* What needs to be done
If an entry holds a picture, leave the picture out and output everything else exactly.

--- Material for the task Enclosed Below ---

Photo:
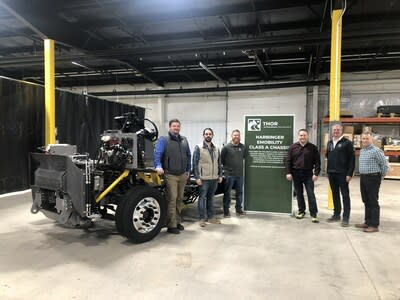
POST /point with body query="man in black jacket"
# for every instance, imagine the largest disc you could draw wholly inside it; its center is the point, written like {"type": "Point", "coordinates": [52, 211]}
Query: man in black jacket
{"type": "Point", "coordinates": [303, 165]}
{"type": "Point", "coordinates": [341, 160]}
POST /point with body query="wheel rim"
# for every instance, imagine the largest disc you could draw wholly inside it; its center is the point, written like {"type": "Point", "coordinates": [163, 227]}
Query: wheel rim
{"type": "Point", "coordinates": [146, 215]}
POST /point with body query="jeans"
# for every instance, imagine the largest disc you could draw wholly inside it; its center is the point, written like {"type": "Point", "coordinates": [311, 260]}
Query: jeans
{"type": "Point", "coordinates": [338, 183]}
{"type": "Point", "coordinates": [175, 189]}
{"type": "Point", "coordinates": [206, 199]}
{"type": "Point", "coordinates": [231, 181]}
{"type": "Point", "coordinates": [300, 178]}
{"type": "Point", "coordinates": [369, 186]}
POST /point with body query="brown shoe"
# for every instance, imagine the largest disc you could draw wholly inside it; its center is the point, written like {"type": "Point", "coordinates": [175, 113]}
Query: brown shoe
{"type": "Point", "coordinates": [214, 221]}
{"type": "Point", "coordinates": [361, 225]}
{"type": "Point", "coordinates": [371, 229]}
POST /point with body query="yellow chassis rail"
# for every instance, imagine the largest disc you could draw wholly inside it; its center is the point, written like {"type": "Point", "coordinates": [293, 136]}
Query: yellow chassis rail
{"type": "Point", "coordinates": [150, 178]}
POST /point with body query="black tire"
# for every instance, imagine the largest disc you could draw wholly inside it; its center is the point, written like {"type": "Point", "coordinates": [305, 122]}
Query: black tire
{"type": "Point", "coordinates": [119, 221]}
{"type": "Point", "coordinates": [143, 214]}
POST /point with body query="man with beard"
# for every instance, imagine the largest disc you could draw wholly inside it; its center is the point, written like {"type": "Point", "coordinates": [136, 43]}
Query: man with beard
{"type": "Point", "coordinates": [207, 170]}
{"type": "Point", "coordinates": [303, 165]}
{"type": "Point", "coordinates": [341, 162]}
{"type": "Point", "coordinates": [172, 159]}
{"type": "Point", "coordinates": [232, 156]}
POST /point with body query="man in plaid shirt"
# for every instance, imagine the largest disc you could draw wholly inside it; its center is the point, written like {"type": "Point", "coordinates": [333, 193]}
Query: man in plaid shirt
{"type": "Point", "coordinates": [373, 168]}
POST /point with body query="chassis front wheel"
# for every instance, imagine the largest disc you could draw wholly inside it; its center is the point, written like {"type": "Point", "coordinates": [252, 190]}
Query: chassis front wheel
{"type": "Point", "coordinates": [143, 214]}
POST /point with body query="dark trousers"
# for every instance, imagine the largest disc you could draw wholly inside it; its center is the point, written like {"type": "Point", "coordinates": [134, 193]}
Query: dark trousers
{"type": "Point", "coordinates": [300, 178]}
{"type": "Point", "coordinates": [231, 181]}
{"type": "Point", "coordinates": [339, 185]}
{"type": "Point", "coordinates": [206, 199]}
{"type": "Point", "coordinates": [369, 186]}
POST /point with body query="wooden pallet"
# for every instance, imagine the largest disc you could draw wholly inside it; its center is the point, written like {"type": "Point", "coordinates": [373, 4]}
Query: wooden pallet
{"type": "Point", "coordinates": [391, 115]}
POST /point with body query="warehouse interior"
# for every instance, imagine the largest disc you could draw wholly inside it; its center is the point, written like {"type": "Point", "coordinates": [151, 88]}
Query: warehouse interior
{"type": "Point", "coordinates": [207, 63]}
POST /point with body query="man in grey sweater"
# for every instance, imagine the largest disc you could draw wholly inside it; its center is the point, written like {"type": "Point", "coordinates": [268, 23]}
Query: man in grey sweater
{"type": "Point", "coordinates": [232, 156]}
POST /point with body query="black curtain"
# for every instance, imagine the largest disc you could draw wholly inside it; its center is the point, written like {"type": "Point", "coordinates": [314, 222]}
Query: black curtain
{"type": "Point", "coordinates": [21, 131]}
{"type": "Point", "coordinates": [80, 120]}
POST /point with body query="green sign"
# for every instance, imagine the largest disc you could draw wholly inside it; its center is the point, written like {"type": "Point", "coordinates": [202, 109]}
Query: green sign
{"type": "Point", "coordinates": [267, 140]}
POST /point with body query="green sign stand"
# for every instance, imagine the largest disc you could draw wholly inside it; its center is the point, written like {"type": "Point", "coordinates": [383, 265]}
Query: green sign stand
{"type": "Point", "coordinates": [267, 140]}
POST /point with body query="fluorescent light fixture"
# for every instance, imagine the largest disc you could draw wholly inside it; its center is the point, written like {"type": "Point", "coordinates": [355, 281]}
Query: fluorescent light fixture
{"type": "Point", "coordinates": [79, 65]}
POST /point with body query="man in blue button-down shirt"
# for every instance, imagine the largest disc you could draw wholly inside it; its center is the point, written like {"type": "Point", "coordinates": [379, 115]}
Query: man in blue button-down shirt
{"type": "Point", "coordinates": [373, 168]}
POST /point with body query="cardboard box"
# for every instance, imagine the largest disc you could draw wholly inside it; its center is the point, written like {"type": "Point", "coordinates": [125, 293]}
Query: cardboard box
{"type": "Point", "coordinates": [394, 171]}
{"type": "Point", "coordinates": [326, 140]}
{"type": "Point", "coordinates": [367, 129]}
{"type": "Point", "coordinates": [377, 143]}
{"type": "Point", "coordinates": [348, 129]}
{"type": "Point", "coordinates": [357, 141]}
{"type": "Point", "coordinates": [348, 136]}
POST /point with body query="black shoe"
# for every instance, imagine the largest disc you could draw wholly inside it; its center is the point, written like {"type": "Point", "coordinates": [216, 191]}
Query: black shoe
{"type": "Point", "coordinates": [240, 213]}
{"type": "Point", "coordinates": [173, 230]}
{"type": "Point", "coordinates": [333, 219]}
{"type": "Point", "coordinates": [345, 223]}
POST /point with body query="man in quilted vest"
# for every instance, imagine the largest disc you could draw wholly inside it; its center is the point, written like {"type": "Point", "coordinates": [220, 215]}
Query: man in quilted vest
{"type": "Point", "coordinates": [208, 173]}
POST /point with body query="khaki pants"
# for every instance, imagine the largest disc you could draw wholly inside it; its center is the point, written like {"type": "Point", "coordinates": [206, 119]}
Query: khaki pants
{"type": "Point", "coordinates": [175, 189]}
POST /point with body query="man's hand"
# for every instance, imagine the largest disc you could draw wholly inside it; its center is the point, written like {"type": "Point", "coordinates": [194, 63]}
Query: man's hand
{"type": "Point", "coordinates": [160, 171]}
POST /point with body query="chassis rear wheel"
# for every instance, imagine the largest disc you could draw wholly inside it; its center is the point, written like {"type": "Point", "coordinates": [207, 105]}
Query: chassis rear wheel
{"type": "Point", "coordinates": [143, 214]}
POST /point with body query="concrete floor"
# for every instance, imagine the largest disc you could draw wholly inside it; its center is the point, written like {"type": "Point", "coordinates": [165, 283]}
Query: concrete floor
{"type": "Point", "coordinates": [255, 257]}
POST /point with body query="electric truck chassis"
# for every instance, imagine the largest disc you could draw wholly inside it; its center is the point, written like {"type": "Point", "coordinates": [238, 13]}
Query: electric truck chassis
{"type": "Point", "coordinates": [120, 182]}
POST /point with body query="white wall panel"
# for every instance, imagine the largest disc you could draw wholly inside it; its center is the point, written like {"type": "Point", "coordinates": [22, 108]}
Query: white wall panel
{"type": "Point", "coordinates": [195, 114]}
{"type": "Point", "coordinates": [267, 102]}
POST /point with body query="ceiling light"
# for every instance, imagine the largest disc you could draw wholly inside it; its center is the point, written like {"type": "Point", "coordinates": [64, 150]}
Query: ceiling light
{"type": "Point", "coordinates": [79, 65]}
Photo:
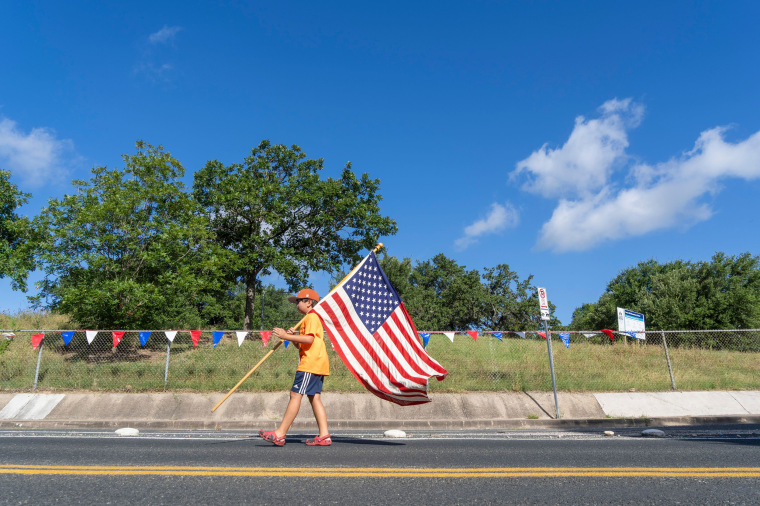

--- End of Enclosed Material for the task ---

* Solution below
Photo:
POST /point with body query="man in black jacket"
# for every instance, imagine the largest disc you could draw wholly inside it; its center is the point, written like {"type": "Point", "coordinates": [52, 211]}
Query: man in black jacket
{"type": "Point", "coordinates": [303, 165]}
{"type": "Point", "coordinates": [341, 160]}
POST /point with body query="wheel rim"
# for every instance, imagine the largest disc you could draw wholly inside it; its center is the point, written like {"type": "Point", "coordinates": [163, 227]}
Query: wheel rim
{"type": "Point", "coordinates": [146, 215]}
POST /point with body query="jeans"
# for every instance, imagine the largest disc you could draw wholly inside it; its center is the point, written like {"type": "Point", "coordinates": [311, 260]}
Query: jeans
{"type": "Point", "coordinates": [338, 183]}
{"type": "Point", "coordinates": [175, 189]}
{"type": "Point", "coordinates": [206, 199]}
{"type": "Point", "coordinates": [231, 181]}
{"type": "Point", "coordinates": [300, 178]}
{"type": "Point", "coordinates": [369, 186]}
POST /point with body query="brown shoe"
# for every instance, imagine the largest disc you could draw wholly inside it; its center is the point, written like {"type": "Point", "coordinates": [175, 113]}
Query: brown shoe
{"type": "Point", "coordinates": [214, 221]}
{"type": "Point", "coordinates": [361, 225]}
{"type": "Point", "coordinates": [371, 229]}
POST /point with body query="yellow chassis rail"
# for every instance, imagine the largest disc you could draw wholly inside it; its center is the point, written like {"type": "Point", "coordinates": [293, 136]}
Query: yellow chassis rail
{"type": "Point", "coordinates": [150, 178]}
POST /point with body query="black tire"
# for every instance, imagine the largest disc you could draw wholly inside it; its center is the point, written like {"type": "Point", "coordinates": [305, 122]}
Query: black tire
{"type": "Point", "coordinates": [119, 221]}
{"type": "Point", "coordinates": [143, 214]}
POST /point with body query="man with beard"
# for every instance, imagine the largest disc you could draw wholly inside it; its center is the point, written like {"type": "Point", "coordinates": [136, 43]}
Query: man with beard
{"type": "Point", "coordinates": [207, 170]}
{"type": "Point", "coordinates": [303, 165]}
{"type": "Point", "coordinates": [341, 162]}
{"type": "Point", "coordinates": [172, 159]}
{"type": "Point", "coordinates": [232, 156]}
POST /point with body query="man in plaid shirt"
# for every instance, imagine the largest disc you could draw wholly inside it; its center is the point, written like {"type": "Point", "coordinates": [333, 193]}
Query: man in plaid shirt
{"type": "Point", "coordinates": [373, 168]}
POST /point with body query="chassis front wheel"
# for every instance, imagine the largest disc you could draw wholly inside it; its center is the point, written like {"type": "Point", "coordinates": [252, 190]}
Query: chassis front wheel
{"type": "Point", "coordinates": [143, 214]}
POST /point with body query="dark trousers"
# for every instance, imagine the largest disc you could draw wholly inside it; its center is the point, written like {"type": "Point", "coordinates": [134, 193]}
Query: dark trousers
{"type": "Point", "coordinates": [300, 178]}
{"type": "Point", "coordinates": [231, 181]}
{"type": "Point", "coordinates": [339, 185]}
{"type": "Point", "coordinates": [206, 199]}
{"type": "Point", "coordinates": [369, 186]}
POST /point with body query="wooden pallet"
# for every instance, imagine the largest disc you could draw wholly inside it; its center is the point, written like {"type": "Point", "coordinates": [373, 4]}
Query: wooden pallet
{"type": "Point", "coordinates": [391, 115]}
POST /point with body query="warehouse interior"
# for every instance, imagine the largest disc you could draw wholly inside it; its center is the point, written like {"type": "Point", "coordinates": [151, 88]}
Query: warehouse interior
{"type": "Point", "coordinates": [207, 63]}
POST /point with body query="man in grey sweater"
# for every instance, imagine the largest disc you could draw wholly inside it; its center is the point, written like {"type": "Point", "coordinates": [268, 23]}
Query: man in grey sweater
{"type": "Point", "coordinates": [232, 156]}
POST /point with body query="black curtain"
# for every instance, imagine the largest disc you could draw wholly inside it; its center is the point, written like {"type": "Point", "coordinates": [314, 222]}
Query: black curtain
{"type": "Point", "coordinates": [21, 131]}
{"type": "Point", "coordinates": [80, 120]}
POST /point with body query="green sign"
# for every instance, imagine the largest disc you could draw wholly inside it; its center is the point, written like {"type": "Point", "coordinates": [202, 109]}
Query: green sign
{"type": "Point", "coordinates": [267, 140]}
POST /point with body query="green sign stand"
# for every instance, imagine the largest disc you could draw wholly inside it; its center is the point, written like {"type": "Point", "coordinates": [383, 265]}
Query: green sign stand
{"type": "Point", "coordinates": [267, 140]}
POST /point with body query="fluorescent light fixture"
# for every instance, imagine the largest disc you could draw wholly inside it; its center is the point, written like {"type": "Point", "coordinates": [355, 281]}
Query: fluorescent light fixture
{"type": "Point", "coordinates": [79, 65]}
POST /point with body query="man in blue button-down shirt"
# for every instance, imagine the largest disc you could draw wholly inside it; its center is the point, written like {"type": "Point", "coordinates": [379, 115]}
Query: man in blue button-down shirt
{"type": "Point", "coordinates": [373, 168]}
POST /point with body query="cardboard box"
# for every instance, imagine the largest disc you could draw wholly inside it; its center is the point, written like {"type": "Point", "coordinates": [125, 293]}
Query: cardboard box
{"type": "Point", "coordinates": [394, 171]}
{"type": "Point", "coordinates": [326, 140]}
{"type": "Point", "coordinates": [367, 129]}
{"type": "Point", "coordinates": [377, 143]}
{"type": "Point", "coordinates": [348, 129]}
{"type": "Point", "coordinates": [357, 141]}
{"type": "Point", "coordinates": [348, 136]}
POST /point with body query="black shoe"
# for every instance, imagine the largest disc you could draw wholly inside it; its center is the point, written like {"type": "Point", "coordinates": [216, 191]}
Query: black shoe
{"type": "Point", "coordinates": [240, 213]}
{"type": "Point", "coordinates": [173, 230]}
{"type": "Point", "coordinates": [333, 219]}
{"type": "Point", "coordinates": [345, 223]}
POST /point with body query="man in quilted vest"
# for every instance, imagine the largest disc you could draw wholly inside it; its center is the point, written like {"type": "Point", "coordinates": [220, 215]}
Query: man in quilted vest
{"type": "Point", "coordinates": [208, 173]}
POST /point with body query="khaki pants"
# for every instance, imagine the largest disc you could draw wholly inside it; its center is the point, written like {"type": "Point", "coordinates": [206, 119]}
Query: khaki pants
{"type": "Point", "coordinates": [175, 189]}
POST /point with body query="man's hand"
# for every instance, imagine the largest disc you could draw wholly inside it; its center is the point, written like {"type": "Point", "coordinates": [194, 63]}
Query: man's hand
{"type": "Point", "coordinates": [160, 171]}
POST /point with body query="chassis rear wheel"
# for every instance, imagine the largest disc you could draw wholly inside it; its center is the point, written like {"type": "Point", "coordinates": [207, 105]}
Query: chassis rear wheel
{"type": "Point", "coordinates": [143, 214]}
POST /point with body query="concrete floor"
# for every instance, imagine the largest disc you could draw wholly inside it; its center is the point, written like {"type": "Point", "coordinates": [165, 283]}
Query: concrete floor
{"type": "Point", "coordinates": [255, 257]}
POST /point with body query="electric truck chassis"
# for every instance, imagine the largest disc you could draw wholly inside it; its center is the point, written like {"type": "Point", "coordinates": [238, 13]}
Query: electric truck chassis
{"type": "Point", "coordinates": [120, 182]}
POST /point with body query="white wall panel"
# for every instance, imagine the largest disc you could draw wholly inside it; its center is the point, written like {"type": "Point", "coordinates": [22, 108]}
Query: white wall panel
{"type": "Point", "coordinates": [195, 114]}
{"type": "Point", "coordinates": [267, 102]}
POST /point with body query="ceiling light"
# for every instance, imagine the largest disc you could draw wholly inside it; its center is the point, written like {"type": "Point", "coordinates": [64, 150]}
Query: ceiling light
{"type": "Point", "coordinates": [79, 65]}
Photo:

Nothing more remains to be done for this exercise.